◆ Consigna a
Sustituye "photo" por "image" en los registros, desde la línea que contiene "of the reflection" hasta el final de los registros, ambas incluidas, y reproduce esas líneas sin ningún otro cambio.

◆ Texto dado
* * *

En mi niñez postrera, a pesar de haber sido un combativo jugador de pinchanga en la cuadra, un simio trepador en los árboles frutales para llenar mi cesta de peras, manzanas, ciruelas, níperos, etc. y un frenético bogador en las carreras de bote en el río, era alguien triste y casi angelical. También nosotros teníamos confesión semanal con el cura confesor del colegio. Un año que no recuerdo llegó un nuevo cura confesor peninsular: era de baja estatura, piernas de arco, rostro siniestro y detrás de unos lentes gruesos brillaban unos inmensos ojos de sapo. Mi primera confesión con él fue de muy leve soplo sobre las aguas. En la segunda, al ver quizá que yo casi era tranparente como un arroyuelo, empezó a decirme un tanto airado "¡Qué más! ¡Qué más!"

Me sentí obligado a inventar mentirillas que lo dejaban agobiado. No concebía un señor peticito tan poco dado al pecado.

Al año siguiente, ya más entrado en un período de rebeldía, comencé a ser la cola de un primo mayor. Este se reunía en el río con otros rufiancillos de la cuadra a fumar y contar historias de sexo con sirvientas de casa y muchachas promiscuas de los caseríos (ahora sé que eran más delirios que verdad). Sin embargo, yo aguzaba el oído para memorizar historias.

* * *

◆ Datos proporcionados
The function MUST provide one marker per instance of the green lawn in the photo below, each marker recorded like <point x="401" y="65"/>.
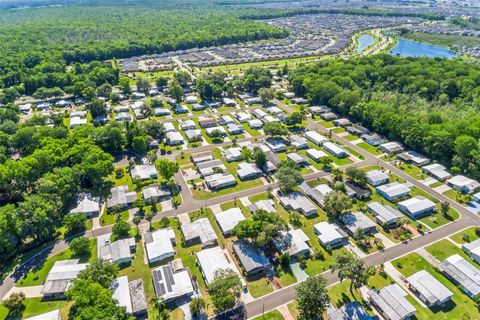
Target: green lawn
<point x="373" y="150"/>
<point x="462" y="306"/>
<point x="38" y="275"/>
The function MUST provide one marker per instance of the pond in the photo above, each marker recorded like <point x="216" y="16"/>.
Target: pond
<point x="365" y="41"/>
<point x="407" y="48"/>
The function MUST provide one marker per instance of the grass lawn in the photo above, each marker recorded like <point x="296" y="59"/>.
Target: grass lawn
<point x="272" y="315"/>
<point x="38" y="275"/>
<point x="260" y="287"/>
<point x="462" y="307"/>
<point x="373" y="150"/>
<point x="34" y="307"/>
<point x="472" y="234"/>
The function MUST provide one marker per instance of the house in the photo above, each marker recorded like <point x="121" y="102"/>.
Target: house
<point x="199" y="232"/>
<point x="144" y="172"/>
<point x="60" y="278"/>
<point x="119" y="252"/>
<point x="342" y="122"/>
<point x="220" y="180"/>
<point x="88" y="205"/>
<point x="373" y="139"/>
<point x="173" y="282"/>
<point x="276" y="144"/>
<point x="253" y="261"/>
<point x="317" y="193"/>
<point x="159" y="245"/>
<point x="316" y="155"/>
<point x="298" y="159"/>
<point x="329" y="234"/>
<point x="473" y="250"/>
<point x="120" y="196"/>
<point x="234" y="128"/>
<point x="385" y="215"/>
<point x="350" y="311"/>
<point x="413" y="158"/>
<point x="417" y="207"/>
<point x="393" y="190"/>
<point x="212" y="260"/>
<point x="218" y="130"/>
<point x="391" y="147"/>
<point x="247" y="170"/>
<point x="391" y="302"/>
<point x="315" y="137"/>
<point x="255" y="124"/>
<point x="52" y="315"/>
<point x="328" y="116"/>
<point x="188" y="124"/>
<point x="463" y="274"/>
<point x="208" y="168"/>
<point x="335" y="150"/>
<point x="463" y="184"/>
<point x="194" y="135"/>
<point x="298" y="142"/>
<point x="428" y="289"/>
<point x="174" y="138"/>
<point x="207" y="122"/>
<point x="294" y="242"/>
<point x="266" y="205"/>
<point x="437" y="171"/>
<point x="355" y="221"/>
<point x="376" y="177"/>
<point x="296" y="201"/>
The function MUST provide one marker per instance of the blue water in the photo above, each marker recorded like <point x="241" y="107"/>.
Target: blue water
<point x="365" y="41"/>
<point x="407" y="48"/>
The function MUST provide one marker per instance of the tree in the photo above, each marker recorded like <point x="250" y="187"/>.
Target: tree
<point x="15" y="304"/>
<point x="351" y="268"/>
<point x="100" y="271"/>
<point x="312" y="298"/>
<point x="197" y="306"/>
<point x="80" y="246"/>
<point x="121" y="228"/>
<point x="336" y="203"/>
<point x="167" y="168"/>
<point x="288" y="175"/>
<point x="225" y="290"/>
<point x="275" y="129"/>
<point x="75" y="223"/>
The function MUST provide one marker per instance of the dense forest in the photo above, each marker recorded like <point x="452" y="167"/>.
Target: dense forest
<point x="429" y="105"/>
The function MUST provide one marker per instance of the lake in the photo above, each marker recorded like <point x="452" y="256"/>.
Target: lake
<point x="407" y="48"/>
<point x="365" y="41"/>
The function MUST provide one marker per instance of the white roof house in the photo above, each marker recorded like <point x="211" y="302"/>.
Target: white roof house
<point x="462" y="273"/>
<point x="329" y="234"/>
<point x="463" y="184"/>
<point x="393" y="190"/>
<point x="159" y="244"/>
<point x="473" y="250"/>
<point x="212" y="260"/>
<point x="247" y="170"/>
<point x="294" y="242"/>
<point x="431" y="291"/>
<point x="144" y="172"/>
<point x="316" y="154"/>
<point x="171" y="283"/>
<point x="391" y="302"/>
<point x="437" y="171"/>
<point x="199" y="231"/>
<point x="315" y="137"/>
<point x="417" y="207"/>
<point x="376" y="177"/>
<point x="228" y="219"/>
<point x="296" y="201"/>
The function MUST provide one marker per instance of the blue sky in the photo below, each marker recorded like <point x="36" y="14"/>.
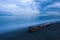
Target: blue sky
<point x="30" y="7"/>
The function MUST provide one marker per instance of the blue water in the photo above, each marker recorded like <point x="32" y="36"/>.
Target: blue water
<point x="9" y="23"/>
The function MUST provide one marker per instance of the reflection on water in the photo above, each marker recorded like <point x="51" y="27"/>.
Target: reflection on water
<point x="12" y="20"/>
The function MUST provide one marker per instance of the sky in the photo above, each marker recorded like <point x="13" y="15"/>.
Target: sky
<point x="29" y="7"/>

* * *

◆ Consigna b
Según el texto dado, ¿cómo eran los ojos del nuevo cura confesor?

◆ Respuesta a
The function MUST provide one marker per instance of the reflection on water in the image above, each marker recorded like <point x="51" y="27"/>.
Target: reflection on water
<point x="12" y="20"/>
The function MUST provide one marker per instance of the sky in the image above, each marker recorded like <point x="13" y="15"/>.
Target: sky
<point x="29" y="7"/>

◆ Respuesta b
Eran unos inmensos ojos de sapo que brillaban detrás de unos lentes gruesos.